Louis Blanc, en novembre 1844, pria George Sand de collaborer à la Réforme (comme un peu auparavant elle avait prié Louis Blanc de collaborer à l’Éclaireur).

Voici sa lettre qui est inédite :


Confidentielle.

Je suis chargé par MM. Arago, Cavaignac, Ledru-Rollin, Flocon, Étienne Arago, Joly et tous ceux qui nous aident dans l’accomplissement d’une tâche difficile et sainte de vous exprimer combien votre adhésion les a touchés. M. Ledru-Rollin, particulièrement, vous remercie et tous nous vous crions du fond de l’âme de venir avec nous. Votre cause et celle du peuple n’est-elle pas la nôtre ? Ne devez-vous pas à notre but qui est le triomphe de l’égalité ce que Dieu a mis en vous de force, de courage, d’éloquence ? Mais vous le savez bien : votre renommée ne vous appartient pas ; elle appartient à la vérité. C’est pourquoi nous invoquons votre concours. Nos ennemis sont puissants, et leur puissance consiste en partie dans leur union ; pourquoi ne nous unirions-nous pas ? L’amour de l’humanité, la haine de l’oppression, le devoir de protéger les faibles, les ignorants et les pauvres, la noble satisfaction de l’avoir fait, seraient-ils par hasard des liens plus difficiles à nouer que cet affreux lien : l’égoïsme. Que ne tentons-nous l’effet d’un fraternel concert ? Que n’opposons-nous à l’action brutale de l’argent celle du talent désintéressé ? Voilà ce que nous nous sommes dit en nous déterminant à faire appel, de par le peuple et en vue de son affranchissement, à quiconque est grand par l’intelligence et par le cœur. La politique vous fait peur, je le sais, et c’est tout simple, hélas ! Vous l’avez vue jusqu’ici confinée dans d’ignobles et obscures intrigues ; vous l’avez vue réduite à n’être entre des ambitieux sans entrailles qu’une sorte de pugilat honteux et brutal. Vous avez détourné la tête avec dégoût.

#####

**Consignes**.
(a) Extrayez du document, sans rien y changer, le passage qui va de « Louis Blanc, en » jusqu'à « Confidentielle. ».
(b) Indiquez, s'il vous plaît, si chacune des affirmations suivantes concorde avec le document, en répondant par oui ou par non et en citant textuellement les mots qui tranchent : (i) Louis Blanc demanda à George Sand, en novembre 1844, de collaborer à la Réforme ; (ii) la lettre affirme que la renommée de sa destinataire lui appartient en propre ; (iii) selon la lettre, la puissance des ennemis tient en partie à leur union.

**Données enregistrées**.
#####

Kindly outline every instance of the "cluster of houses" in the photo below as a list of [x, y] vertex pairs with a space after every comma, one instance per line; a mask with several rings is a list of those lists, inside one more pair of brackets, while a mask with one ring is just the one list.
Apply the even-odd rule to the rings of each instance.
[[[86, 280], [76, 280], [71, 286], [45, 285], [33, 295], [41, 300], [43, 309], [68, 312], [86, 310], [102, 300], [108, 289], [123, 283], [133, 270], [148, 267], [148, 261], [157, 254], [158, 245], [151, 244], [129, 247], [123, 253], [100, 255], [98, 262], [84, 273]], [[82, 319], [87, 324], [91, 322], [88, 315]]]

#####

**Réponses**.
(a)
Louis Blanc, en novembre 1844, pria George Sand de collaborer à la Réforme (comme un peu auparavant elle avait prié Louis Blanc de collaborer à l’Éclaireur).

Voici sa lettre qui est inédite :


Confidentielle.

(b)
(i) Oui : « Louis Blanc, en novembre 1844, pria George Sand de collaborer à la Réforme ».
(ii) Non : « votre renommée ne vous appartient pas ; elle appartient à la vérité ».
(iii) Oui : « leur puissance consiste en partie dans leur union ».